REQUIREMENTS> Scale the data from the line that contains "Can you spot the glossy" through the line that contains "x=444, y=274" by rewriting every line in that stretch. Keep all wording unchanged, and multiply each x and y coordinate by 1.2, rounding to whole numbers with halves rounded up.

— BEGIN THE INPUT —

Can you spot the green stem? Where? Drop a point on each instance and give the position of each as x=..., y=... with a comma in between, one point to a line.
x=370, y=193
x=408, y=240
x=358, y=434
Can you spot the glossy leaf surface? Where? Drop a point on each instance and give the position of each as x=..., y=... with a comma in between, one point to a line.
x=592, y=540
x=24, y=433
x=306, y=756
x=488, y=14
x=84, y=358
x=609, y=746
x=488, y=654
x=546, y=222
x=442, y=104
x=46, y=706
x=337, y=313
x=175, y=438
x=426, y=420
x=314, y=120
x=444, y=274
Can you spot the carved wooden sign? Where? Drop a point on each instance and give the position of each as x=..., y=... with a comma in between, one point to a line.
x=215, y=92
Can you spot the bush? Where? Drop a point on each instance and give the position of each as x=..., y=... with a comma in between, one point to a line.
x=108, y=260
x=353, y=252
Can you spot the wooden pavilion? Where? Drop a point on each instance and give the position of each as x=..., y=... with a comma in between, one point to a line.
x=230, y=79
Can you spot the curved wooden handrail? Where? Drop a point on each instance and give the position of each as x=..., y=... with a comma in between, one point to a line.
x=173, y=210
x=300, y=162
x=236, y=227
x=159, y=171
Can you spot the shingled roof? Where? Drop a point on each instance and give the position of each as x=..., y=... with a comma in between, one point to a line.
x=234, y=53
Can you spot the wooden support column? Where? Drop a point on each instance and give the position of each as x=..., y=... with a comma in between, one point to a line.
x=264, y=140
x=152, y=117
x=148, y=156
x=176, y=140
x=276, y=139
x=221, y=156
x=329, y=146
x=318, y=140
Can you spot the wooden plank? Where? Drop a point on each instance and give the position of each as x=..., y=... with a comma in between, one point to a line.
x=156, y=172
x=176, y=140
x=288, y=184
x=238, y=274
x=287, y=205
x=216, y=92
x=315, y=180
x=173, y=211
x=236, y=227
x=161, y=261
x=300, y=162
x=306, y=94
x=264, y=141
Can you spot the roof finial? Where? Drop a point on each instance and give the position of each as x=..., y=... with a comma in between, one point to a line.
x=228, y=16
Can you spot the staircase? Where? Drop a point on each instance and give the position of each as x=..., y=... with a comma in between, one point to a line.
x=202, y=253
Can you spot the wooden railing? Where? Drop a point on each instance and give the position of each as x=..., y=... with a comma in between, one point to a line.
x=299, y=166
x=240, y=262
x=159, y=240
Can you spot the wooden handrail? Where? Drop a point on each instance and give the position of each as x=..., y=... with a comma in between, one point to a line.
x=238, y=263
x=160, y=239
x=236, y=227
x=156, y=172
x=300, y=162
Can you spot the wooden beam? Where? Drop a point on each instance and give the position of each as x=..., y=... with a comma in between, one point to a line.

— END THE INPUT —

OUTPUT OF THE EXERCISE>
Can you spot the glossy leaf surface? Where? Drop a point on each instance and give the position of each as x=..., y=... with a comma in between, one point to a line.
x=710, y=648
x=29, y=520
x=367, y=907
x=586, y=17
x=101, y=430
x=731, y=895
x=586, y=785
x=655, y=266
x=530, y=125
x=55, y=847
x=404, y=376
x=210, y=526
x=511, y=504
x=377, y=144
x=533, y=329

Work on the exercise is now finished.